Text passage —

--- begin ---

Surprisingly, while nutrition stands high on the global political agenda, it only attracts a fraction of development aid globally. In a world where an estimated 821 million people – approximately one out of every nine – are undernourished and require stable access to high-quality foods, it remains unclear how, where, and in what quantity fish can sustainably fit into the global food system.

This session takes the most recent research, investments, and policy reform into consideration, to highlight how fish are increasingly evidenced for their crucial contribution to nutrition, how that contribution could be optimized in the future, and possible implications of the realization of fish's crucial role. Looking through the specific context of countries facing the double and triple burden of malnutrition, where and how can strategic regional, national, and community partnerships improve nutrition? Can fish play a primary role in healthy diets, becoming a possible major ASF consumed globally? Finally, the session aims to debate how to translate and scale up a vision of fish as a contributor to food security and nutrition across sectors historically less synchronized with fisheries.

--- end ---

Entries —

--- begin ---

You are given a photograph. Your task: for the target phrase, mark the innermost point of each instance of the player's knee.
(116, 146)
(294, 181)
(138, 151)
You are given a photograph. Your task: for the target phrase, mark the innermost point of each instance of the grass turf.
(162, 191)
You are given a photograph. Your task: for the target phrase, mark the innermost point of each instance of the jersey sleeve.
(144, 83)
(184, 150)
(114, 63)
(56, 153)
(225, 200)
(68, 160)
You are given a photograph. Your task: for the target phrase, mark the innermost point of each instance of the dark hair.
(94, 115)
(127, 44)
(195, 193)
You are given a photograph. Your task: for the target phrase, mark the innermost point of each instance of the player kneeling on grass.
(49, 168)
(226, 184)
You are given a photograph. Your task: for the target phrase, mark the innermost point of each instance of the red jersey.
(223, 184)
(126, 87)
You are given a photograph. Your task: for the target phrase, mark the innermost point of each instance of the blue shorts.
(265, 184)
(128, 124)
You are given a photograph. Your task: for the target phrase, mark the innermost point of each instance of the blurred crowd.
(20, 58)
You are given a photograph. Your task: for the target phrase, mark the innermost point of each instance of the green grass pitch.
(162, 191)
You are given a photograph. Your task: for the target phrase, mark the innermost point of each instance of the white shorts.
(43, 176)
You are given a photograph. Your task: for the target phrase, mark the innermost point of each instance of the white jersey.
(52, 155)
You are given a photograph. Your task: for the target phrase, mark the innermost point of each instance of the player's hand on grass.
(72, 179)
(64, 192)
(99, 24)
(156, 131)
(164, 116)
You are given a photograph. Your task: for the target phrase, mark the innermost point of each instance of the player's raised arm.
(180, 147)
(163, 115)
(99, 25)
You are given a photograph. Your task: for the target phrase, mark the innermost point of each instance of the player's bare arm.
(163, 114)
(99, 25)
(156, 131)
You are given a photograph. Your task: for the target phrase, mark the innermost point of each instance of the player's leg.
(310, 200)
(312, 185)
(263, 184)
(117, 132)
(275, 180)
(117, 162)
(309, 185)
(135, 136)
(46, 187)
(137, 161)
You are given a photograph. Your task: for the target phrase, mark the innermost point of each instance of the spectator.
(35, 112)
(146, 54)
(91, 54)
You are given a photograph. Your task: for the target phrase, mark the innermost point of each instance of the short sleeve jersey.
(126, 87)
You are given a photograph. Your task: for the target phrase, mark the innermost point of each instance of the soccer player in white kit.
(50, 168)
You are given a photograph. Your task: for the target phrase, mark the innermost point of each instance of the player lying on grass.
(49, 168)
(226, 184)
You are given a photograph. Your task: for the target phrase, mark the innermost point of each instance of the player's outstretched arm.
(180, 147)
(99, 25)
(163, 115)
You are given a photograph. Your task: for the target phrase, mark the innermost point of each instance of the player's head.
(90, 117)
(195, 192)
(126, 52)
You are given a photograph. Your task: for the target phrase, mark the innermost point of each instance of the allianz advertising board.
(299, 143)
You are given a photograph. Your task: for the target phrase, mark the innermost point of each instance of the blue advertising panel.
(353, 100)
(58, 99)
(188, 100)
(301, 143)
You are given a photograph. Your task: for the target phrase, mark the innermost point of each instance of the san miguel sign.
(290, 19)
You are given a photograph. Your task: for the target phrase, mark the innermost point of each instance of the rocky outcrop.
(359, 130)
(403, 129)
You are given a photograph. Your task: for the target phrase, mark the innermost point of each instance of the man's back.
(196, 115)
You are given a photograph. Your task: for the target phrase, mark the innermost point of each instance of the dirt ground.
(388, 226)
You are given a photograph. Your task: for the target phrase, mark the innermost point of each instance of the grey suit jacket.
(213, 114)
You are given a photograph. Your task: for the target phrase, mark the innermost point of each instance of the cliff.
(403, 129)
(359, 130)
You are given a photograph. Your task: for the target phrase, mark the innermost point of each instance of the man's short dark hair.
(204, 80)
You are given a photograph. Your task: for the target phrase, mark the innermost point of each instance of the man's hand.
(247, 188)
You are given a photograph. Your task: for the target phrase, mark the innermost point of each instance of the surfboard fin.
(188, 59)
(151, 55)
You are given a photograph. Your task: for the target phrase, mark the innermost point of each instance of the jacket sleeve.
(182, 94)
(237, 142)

--- end ---

Aim —
Reproduce the passage on fish and nutrition in full, word for word. Work only from the passage on fish and nutrition, not the entries.

Finished answer —
Surprisingly, while nutrition stands high on the global political agenda, it only attracts a fraction of development aid globally. In a world where an estimated 821 million people – approximately one out of every nine – are undernourished and require stable access to high-quality foods, it remains unclear how, where, and in what quantity fish can sustainably fit into the global food system.

This session takes the most recent research, investments, and policy reform into consideration, to highlight how fish are increasingly evidenced for their crucial contribution to nutrition, how that contribution could be optimized in the future, and possible implications of the realization of fish's crucial role. Looking through the specific context of countries facing the double and triple burden of malnutrition, where and how can strategic regional, national, and community partnerships improve nutrition? Can fish play a primary role in healthy diets, becoming a possible major ASF consumed globally? Finally, the session aims to debate how to translate and scale up a vision of fish as a contributor to food security and nutrition across sectors historically less synchronized with fisheries.